[Collected data]
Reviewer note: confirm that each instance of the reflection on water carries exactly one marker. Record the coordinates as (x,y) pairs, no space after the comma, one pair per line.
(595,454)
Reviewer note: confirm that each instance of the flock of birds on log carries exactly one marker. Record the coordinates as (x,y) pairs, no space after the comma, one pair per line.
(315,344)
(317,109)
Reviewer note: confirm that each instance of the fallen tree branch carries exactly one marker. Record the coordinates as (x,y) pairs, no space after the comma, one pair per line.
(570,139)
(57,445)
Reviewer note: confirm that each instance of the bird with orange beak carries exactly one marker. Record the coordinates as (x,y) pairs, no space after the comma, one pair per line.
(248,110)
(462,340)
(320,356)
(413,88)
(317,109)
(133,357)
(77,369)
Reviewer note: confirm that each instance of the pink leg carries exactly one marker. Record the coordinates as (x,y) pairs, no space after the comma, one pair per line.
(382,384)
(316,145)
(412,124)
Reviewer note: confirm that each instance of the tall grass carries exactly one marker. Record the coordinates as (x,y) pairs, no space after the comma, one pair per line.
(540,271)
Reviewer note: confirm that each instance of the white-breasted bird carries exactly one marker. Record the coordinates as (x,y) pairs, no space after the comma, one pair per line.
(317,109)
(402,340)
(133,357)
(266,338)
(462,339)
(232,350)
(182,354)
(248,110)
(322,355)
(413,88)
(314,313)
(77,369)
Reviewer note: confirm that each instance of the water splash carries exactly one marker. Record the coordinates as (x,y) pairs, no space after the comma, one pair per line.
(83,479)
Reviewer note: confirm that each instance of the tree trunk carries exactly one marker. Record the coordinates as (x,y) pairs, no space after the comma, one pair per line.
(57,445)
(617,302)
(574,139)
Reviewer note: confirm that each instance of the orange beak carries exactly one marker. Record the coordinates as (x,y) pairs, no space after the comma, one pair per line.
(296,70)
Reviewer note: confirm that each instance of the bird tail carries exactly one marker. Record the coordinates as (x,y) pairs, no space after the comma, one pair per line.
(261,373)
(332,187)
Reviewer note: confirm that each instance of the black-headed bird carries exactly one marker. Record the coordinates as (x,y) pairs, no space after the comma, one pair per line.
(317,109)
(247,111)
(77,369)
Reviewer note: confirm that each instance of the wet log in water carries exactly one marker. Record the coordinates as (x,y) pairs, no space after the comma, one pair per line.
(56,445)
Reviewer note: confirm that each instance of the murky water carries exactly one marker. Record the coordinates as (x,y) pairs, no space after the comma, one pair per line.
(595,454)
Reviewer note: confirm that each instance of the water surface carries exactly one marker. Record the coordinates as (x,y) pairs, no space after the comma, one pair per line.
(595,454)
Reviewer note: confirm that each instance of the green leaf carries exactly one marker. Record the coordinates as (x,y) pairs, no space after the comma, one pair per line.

* EXERCISE DESCRIPTION *
Your task is to write out every record exactly.

* ANSWER SPACE *
Reviewer note: confirm that each instance of the reflection on water carries exactly one marker. Record the coordinates as (x,y) pairs, no space after the comma, one pair per line.
(595,454)
Reviewer note: confirm that each instance of the flock of birds on log carries exactly one marker. Record the coordinates as (x,y) pairs, no space after the comma, one pair per line.
(315,344)
(317,109)
Reviewer note: confirm that each instance of the fallen tree branch carries exactly one marker. Record the coordinates as (x,y) pairs, no space after the comma, one pair per line.
(570,139)
(57,445)
Reviewer note: confirm that each instance of the bird with orange beak carries exactly one marker. Record the coordinates as (x,y) pairs, no space after the comma, one pair per line.
(248,110)
(462,340)
(320,356)
(413,88)
(317,109)
(133,357)
(77,369)
Reviewer note: confirm that each instance of the pink leg carries exactly one marker. Record the coordinates as (x,y) pairs, no space after the comma, one pair per line.
(382,384)
(316,145)
(412,124)
Reviewer note: confirm that each instance of the tall grass carries exactly one marker. Record the coordinates as (x,y) pairs, no space after the comma, one pair per line.
(540,271)
Reviewer note: confirm that each instance of the white-breasted bird carries exactly one marker. Record the coordinates as (x,y) pairs, no space after the comma, one pair per line.
(317,109)
(402,340)
(133,357)
(266,338)
(462,339)
(232,350)
(182,354)
(248,110)
(322,355)
(413,88)
(314,313)
(77,369)
Reviewer note: confirm that each instance of the water splash carries exactly one marker. Record the coordinates as (x,y) pairs, no space after the comma, one pair per line.
(83,479)
Reviewer note: confirm that each instance of the tree trunk carries exactly one marker. Record the coordinates as (x,y) pairs, no space after the comma, one pair per line.
(57,445)
(617,302)
(574,139)
Reviewer note: confirm that each instance of the orange beak carries exactly one marker. Record the coordinates as (x,y) pairs, no space after the comma, one pair per line.
(296,70)
Reviewer note: confirm that each instance of the bird tail carries exactly one marker. Record the coordinates as (x,y) pairs, no space after the comma, one pair per line.
(261,373)
(332,187)
Reviewer note: confirm that each instance of the black-headed bird carries exactly one marker. Record the coordinates as (x,y) pairs, no space after the comma, one pair per line.
(317,109)
(247,111)
(77,369)
Reviewer note: confirm that each instance of the wet log in water carries exactly one marker. Record the coordinates as (x,y) pairs, no space after the comma, one pair per line.
(56,445)
Reviewer note: confirm that each instance of the murky water carries exactly one marker. Record the coordinates as (x,y) pairs, no space after the comma, one pair per line.
(595,454)
Reviewer note: confirm that each instance of the water surface carries exactly one marker. Record the coordinates as (x,y) pairs, no space after the comma, one pair per line.
(595,454)
Reviewer note: confirm that each instance of the green leaf carries exactly one marker. Record the coordinates as (x,y) pairs, no space after the comma, one pair per line.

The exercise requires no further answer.